Tâches à effectuer
• a. Recopiez à l'identique le passage de l'article sur INSTEX qui commence aux mots « La transaction, qui » et s'arrête après « depuis plusieurs mois. ».
• b. Veuillez poursuivre la rédaction de l'article sur INSTEX à partir de sa dernière phrase.

Texte fourni
__________
La France, l’Allemagne et le Royaume-Uni ont confirmé, mardi 31 mars, que le dispositif INSTEX (Instrument in Support of Trade Exchange) avait réalisé avec succès sa première transaction, permettant l’exportation de produits médicaux de l’Union européenne (UE) vers l’Iran, pays durement frappé par la pandémie Covid-19.
Les équipements européens exportés via INSTEX sont arrivés à destination le 14 mars dernier, ont confirmé les autorités iraniennes. L’identité des fournisseurs n’a pas été dévoilée à leur demande, pas plus que le type de biens délivrés. Selon des précisions obtenues par Le Monde, il s’agirait d’un lot de tests sanguins, pour une valeur de 500 000 euros, livrés par un laboratoire allemand.
« La première transaction étant désormais réalisée, INSTEX et son homologue iranien STFI vont poursuivre leur coopération sur de nouvelles transactions et sur le développement du mécanisme », s’est félicité le Quai d’Orsay le 31 mars. Le Special Trade and Finance Institute (STFI) mis en place par les Iraniens l’an dernier est l’organisme miroir d’INSTEX.
La transaction, qui a été effectuée en toute discrétion, reste étroitement liée à l’objectif initial de ce mécanisme de compensation : faciliter les échanges entre les deux blocs autorisés dans le cadre de l’accord sur le nucléaire iranien de 2015, notamment l’exportation des denrées et équipements de première nécessité vers l’Iran, malgré les sanctions américaines.
Dans les tuyaux depuis plusieurs mois
Cette opération figure dans les tuyaux depuis plusieurs mois.
__________
Données fournies
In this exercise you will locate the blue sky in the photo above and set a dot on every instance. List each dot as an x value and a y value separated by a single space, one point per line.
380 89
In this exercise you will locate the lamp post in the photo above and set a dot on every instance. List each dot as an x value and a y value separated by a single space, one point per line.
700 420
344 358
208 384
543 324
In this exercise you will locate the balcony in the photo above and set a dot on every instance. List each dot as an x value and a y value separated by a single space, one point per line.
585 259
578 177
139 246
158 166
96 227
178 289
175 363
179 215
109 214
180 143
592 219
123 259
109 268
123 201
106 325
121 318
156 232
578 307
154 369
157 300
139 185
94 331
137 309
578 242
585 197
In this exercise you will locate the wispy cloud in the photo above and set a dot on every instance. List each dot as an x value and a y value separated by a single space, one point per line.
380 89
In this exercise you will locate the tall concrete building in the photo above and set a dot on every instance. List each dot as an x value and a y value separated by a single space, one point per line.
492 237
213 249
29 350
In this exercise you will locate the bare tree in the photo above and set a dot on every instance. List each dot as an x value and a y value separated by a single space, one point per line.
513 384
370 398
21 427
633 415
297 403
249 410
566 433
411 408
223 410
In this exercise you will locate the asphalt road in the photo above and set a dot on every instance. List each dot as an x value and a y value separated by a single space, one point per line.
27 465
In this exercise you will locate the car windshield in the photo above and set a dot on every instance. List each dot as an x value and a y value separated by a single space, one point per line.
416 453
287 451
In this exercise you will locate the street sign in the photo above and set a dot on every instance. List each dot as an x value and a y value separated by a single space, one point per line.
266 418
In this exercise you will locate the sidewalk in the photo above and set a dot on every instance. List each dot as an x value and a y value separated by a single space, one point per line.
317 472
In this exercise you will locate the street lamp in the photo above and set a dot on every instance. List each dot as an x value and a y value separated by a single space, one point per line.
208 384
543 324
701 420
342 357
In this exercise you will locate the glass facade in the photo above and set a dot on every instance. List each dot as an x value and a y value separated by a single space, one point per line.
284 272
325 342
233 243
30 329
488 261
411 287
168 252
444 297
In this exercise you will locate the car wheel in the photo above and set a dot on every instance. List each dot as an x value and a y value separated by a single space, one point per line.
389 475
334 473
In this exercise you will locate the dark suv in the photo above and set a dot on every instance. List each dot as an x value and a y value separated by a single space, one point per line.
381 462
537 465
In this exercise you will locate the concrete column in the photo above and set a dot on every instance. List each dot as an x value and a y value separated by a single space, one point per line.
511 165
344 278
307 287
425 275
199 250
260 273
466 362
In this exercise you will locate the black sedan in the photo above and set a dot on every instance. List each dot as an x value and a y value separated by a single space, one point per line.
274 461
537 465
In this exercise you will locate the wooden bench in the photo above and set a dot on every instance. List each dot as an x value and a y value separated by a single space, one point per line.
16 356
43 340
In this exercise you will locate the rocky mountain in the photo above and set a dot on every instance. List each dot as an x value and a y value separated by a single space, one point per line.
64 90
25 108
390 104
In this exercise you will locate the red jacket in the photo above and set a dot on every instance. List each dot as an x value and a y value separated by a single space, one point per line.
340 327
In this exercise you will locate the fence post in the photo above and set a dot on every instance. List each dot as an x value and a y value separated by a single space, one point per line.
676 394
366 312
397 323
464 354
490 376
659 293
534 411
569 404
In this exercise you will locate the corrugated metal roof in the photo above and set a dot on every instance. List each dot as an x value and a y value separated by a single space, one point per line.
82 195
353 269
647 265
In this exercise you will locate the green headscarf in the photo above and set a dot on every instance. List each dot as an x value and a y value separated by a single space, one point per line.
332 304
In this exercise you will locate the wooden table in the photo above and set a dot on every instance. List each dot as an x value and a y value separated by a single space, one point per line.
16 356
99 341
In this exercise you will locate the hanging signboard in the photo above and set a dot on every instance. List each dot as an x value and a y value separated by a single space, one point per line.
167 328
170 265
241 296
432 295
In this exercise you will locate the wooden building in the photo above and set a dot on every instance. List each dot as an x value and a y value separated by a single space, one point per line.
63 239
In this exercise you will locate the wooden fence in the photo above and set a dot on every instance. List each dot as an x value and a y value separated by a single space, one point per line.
__________
Réponses numérotées
• a.
La transaction, qui a été effectuée en toute discrétion, reste étroitement liée à l’objectif initial de ce mécanisme de compensation : faciliter les échanges entre les deux blocs autorisés dans le cadre de l’accord sur le nucléaire iranien de 2015, notamment l’exportation des denrées et équipements de première nécessité vers l’Iran, malgré les sanctions américaines.
Dans les tuyaux depuis plusieurs mois
Cette opération figure dans les tuyaux depuis plusieurs mois.

• b.
Inscrite au menu des discussions dès décembre 2019, elle avait été décidée lors de la dernière réunion de la commission mixte en février dernier, à Vienne, réunissant des représentants de la France, de l’Allemagne et du Royaume-Uni, côté européen, mais aussi de la Chine, de la Russie, et enfin de l’Iran, tous signataires de l’accord sur le nucléaire de juillet 2015.
Si le matériel livré via INSTEX n’est pas lié à la pandémie Covid-19, selon des sources européennes, la crise sanitaire a toutefois pesé sur la rencontre et figure d’ailleurs expressément dans le communiqué final de cette réunion, les participants ayant souhaité exprimer « leur solidarité » avec la Chine, l’Iran et tous les pays touchés, dans leurs efforts pour faire face à la pandémie.
« La crise du coronavirus a atténué l’acrimonie iranienne envers les Européens », note Nicolas Gros-Verheyde, le fondateur du site B2, spécialisé dans les questions de défense. Selon cet expert, la pandémie a permis de « remettre au centre cette chambre de compensation, que certains disaient mortes-nées ».
D’autres transactions attendues
INSTEX a été mis au point en janvier 2019 par la France, l’Allemagne et le Royaume-Uni avec l’aide des équipes du Service Européen pour l’Action Extérieure (SEAE), basées à Bruxelles.
Objectif ? Maintenir les échanges entre l’UE et l’Iran malgré les sanctions extraterritoriales américaines. Comment ? Par le truchement d’un mécanisme inédit supposé fonctionner sous la forme d’un troc à grande échelle.
Selon le schéma envisagé, semblable à celui d’une chambre de compensation, une entreprise iranienne pourra vendre des produits à une société européenne et se voir ainsi ouvrir un crédit. Lequel pourra servir ensuite à l’acquisition d’autres biens, tout en évitant les transferts d’argent. Grâce à INSTEX, l’argent ne sera échangé qu’entre importateurs et exportateurs européens d’une part, et importateurs et exportateurs iraniens d’autre part, en fonction des crédits ou des dettes dont ils disposent à la suite de leurs échanges.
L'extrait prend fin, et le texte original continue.